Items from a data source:
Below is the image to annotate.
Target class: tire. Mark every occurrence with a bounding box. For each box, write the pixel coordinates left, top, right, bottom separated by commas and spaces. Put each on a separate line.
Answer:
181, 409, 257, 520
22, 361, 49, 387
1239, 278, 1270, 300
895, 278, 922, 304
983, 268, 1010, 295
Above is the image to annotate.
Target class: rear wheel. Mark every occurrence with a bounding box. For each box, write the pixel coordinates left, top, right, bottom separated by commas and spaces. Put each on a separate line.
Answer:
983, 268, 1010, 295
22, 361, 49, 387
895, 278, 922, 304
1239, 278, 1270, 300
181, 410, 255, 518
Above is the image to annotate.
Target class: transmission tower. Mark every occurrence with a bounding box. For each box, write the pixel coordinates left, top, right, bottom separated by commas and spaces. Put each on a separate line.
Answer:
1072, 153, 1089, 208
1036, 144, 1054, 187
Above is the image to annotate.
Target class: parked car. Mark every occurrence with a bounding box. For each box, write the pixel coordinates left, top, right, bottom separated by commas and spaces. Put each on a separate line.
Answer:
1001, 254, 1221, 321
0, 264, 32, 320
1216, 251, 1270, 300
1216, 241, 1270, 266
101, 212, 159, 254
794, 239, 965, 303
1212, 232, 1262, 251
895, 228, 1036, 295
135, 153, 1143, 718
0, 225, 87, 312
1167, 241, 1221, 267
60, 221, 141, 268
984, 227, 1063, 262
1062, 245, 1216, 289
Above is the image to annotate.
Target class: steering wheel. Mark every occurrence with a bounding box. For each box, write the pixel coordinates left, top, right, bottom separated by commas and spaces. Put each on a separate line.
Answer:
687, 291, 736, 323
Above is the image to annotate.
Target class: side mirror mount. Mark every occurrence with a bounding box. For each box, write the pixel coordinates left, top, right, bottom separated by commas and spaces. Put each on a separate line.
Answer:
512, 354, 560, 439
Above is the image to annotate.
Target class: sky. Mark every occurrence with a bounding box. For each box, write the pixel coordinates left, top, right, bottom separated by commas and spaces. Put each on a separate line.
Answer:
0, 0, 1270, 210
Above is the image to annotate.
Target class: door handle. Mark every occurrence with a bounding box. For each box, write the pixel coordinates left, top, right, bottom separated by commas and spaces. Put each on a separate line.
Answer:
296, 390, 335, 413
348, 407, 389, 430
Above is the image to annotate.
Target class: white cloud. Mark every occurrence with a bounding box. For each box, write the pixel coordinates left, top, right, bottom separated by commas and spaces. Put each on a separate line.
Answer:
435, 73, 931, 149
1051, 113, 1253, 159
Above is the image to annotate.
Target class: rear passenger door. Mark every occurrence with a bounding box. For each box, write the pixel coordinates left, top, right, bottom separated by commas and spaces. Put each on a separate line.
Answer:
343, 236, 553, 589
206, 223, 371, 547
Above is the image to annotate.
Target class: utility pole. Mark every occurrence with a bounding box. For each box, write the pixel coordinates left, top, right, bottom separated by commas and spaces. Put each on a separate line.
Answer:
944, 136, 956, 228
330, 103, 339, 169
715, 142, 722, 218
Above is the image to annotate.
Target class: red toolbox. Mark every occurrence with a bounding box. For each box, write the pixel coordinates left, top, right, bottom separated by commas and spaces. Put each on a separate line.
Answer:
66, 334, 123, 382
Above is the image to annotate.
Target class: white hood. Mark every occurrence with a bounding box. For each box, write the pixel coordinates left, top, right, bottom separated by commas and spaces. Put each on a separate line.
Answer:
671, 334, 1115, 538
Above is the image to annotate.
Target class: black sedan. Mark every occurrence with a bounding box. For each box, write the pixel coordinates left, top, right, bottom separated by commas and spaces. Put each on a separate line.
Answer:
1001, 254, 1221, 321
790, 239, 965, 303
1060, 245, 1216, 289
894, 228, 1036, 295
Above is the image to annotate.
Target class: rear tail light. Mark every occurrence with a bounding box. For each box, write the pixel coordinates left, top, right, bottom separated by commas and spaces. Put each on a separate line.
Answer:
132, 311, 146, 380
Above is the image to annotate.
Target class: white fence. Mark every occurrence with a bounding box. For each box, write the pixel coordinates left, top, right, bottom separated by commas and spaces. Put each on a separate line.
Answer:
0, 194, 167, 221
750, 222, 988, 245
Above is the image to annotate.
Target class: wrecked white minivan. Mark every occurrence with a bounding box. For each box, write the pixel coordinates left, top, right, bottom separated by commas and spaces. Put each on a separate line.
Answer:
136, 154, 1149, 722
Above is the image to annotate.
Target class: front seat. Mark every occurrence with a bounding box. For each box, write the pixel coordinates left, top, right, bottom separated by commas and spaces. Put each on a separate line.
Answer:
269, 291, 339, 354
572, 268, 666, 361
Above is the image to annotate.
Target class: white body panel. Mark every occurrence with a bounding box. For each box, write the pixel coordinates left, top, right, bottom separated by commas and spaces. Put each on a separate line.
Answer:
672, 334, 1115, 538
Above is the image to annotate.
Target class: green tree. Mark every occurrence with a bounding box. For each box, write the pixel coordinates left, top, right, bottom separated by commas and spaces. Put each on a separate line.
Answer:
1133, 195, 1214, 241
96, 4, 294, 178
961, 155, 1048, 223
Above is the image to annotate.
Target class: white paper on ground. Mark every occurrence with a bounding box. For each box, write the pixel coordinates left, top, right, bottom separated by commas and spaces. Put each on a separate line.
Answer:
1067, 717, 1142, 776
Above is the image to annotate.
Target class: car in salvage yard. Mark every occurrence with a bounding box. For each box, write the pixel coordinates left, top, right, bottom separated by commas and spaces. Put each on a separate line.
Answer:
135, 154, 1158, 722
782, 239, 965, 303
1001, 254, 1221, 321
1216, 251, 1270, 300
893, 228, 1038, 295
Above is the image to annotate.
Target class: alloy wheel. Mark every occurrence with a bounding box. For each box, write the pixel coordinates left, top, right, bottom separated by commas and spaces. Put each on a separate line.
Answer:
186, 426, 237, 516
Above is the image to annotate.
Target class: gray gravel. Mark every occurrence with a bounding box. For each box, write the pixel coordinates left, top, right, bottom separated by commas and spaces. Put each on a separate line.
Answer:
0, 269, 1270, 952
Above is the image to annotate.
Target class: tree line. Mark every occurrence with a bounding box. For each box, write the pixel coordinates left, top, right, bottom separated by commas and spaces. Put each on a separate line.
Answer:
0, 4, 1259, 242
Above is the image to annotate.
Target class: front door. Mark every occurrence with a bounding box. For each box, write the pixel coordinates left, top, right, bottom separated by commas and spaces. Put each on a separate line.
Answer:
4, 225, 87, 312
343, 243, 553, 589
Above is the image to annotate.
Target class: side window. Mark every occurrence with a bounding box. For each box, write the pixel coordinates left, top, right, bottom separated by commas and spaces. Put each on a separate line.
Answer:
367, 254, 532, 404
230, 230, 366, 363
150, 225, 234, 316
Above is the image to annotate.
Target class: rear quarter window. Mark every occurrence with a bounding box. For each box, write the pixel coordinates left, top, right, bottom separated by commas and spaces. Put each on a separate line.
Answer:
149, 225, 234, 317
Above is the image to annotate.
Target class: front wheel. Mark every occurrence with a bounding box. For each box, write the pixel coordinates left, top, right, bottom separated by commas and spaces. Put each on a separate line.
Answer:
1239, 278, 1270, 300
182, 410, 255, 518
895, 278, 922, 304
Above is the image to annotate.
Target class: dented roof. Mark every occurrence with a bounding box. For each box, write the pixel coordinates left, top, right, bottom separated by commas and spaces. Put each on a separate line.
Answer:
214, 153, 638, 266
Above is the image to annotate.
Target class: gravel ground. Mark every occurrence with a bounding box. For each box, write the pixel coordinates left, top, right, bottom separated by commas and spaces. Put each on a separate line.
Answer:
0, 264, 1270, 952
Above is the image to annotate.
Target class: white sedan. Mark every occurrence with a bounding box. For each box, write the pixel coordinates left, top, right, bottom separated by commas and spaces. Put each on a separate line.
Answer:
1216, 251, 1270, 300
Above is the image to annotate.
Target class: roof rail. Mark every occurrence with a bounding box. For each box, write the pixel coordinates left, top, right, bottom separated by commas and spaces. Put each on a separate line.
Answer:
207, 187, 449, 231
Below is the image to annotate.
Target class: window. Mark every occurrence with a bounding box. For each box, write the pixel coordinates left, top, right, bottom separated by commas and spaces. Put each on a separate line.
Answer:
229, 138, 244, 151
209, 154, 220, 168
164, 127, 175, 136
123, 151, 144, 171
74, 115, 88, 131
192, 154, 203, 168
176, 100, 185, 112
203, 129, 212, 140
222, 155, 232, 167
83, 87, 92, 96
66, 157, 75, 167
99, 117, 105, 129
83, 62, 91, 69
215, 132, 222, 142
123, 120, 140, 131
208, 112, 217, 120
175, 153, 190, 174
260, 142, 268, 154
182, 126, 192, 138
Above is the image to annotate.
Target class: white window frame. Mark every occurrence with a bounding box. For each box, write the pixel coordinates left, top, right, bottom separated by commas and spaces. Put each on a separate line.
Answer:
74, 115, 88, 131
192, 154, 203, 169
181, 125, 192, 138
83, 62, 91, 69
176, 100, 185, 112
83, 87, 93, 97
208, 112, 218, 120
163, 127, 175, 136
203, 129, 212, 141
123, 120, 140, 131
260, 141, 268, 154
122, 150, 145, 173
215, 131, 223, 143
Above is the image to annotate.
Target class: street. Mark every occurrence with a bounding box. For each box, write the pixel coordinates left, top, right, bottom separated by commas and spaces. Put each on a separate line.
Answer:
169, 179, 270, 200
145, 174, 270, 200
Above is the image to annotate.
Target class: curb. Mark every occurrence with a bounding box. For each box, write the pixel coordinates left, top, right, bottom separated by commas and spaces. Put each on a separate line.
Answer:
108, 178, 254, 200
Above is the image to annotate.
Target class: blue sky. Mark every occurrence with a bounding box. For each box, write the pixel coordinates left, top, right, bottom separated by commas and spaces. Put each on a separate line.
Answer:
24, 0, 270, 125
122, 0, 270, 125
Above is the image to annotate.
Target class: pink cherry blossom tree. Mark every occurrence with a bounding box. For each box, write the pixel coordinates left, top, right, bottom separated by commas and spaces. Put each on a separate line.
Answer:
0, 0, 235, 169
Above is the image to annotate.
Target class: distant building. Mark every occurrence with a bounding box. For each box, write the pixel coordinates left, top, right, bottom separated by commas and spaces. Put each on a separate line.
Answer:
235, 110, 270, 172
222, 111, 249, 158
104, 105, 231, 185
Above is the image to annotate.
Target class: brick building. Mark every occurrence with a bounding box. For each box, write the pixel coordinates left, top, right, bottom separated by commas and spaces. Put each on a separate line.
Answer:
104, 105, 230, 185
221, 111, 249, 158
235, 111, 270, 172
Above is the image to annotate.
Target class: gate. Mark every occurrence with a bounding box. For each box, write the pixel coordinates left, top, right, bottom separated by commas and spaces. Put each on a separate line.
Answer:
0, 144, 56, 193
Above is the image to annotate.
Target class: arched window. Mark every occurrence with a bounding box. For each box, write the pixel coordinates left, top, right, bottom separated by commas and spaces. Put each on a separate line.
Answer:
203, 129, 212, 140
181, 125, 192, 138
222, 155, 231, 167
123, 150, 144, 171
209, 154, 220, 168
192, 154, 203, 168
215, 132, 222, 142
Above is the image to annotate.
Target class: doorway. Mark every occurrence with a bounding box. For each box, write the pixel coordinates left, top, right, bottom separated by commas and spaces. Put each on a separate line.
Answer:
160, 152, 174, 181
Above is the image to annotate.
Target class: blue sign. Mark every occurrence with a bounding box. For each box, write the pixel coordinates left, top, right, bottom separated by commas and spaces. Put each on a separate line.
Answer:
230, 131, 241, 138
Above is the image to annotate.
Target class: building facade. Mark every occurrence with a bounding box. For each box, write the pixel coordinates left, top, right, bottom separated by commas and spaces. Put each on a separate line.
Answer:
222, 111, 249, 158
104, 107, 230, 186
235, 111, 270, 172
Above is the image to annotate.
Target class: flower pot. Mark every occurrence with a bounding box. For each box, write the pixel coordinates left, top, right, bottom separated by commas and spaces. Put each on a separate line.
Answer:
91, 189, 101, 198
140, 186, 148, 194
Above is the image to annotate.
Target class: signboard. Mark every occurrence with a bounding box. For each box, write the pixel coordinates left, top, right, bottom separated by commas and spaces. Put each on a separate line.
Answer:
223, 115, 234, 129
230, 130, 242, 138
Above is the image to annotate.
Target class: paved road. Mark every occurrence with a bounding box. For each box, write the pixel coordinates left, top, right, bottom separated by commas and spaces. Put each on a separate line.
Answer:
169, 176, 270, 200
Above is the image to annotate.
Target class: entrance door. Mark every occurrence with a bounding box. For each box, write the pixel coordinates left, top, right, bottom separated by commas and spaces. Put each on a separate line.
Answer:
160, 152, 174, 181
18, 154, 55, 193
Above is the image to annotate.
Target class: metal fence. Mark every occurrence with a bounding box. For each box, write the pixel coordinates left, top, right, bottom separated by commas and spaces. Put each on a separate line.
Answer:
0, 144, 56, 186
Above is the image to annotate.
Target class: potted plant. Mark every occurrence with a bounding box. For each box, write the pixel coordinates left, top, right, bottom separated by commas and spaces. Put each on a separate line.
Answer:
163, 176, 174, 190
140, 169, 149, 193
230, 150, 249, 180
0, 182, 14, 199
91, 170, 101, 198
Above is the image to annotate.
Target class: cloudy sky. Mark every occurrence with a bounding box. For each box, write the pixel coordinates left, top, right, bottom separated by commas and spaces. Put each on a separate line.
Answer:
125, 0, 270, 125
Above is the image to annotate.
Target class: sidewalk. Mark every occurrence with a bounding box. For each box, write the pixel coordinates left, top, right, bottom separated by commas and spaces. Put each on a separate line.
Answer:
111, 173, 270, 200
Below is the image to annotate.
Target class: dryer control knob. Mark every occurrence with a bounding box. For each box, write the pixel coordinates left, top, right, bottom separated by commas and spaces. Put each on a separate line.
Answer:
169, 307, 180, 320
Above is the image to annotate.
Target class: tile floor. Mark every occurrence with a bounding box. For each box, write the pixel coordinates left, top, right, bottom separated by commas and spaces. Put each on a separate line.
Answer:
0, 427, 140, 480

*Given instruction:* Please extract each line of the data above that contains the string "building".

*The solution:*
Target class: distant building. Mark every occurrence with a bounding box. For each box, write the pixel coordinates left, top, right, bottom separated by commas and spaces. Put each on a separate line.
Target class: brick building. Mark every occurrence with a bounding box. For each box, write the pixel coordinates left, top, right, bottom separated by commas and spaces. Put each on a separate line.
Target class: building facade. Mark every occurrence with a bounding box. For each box, write the pixel coordinates left, top, right, bottom separated by commas and spaces. Put each on a separate line.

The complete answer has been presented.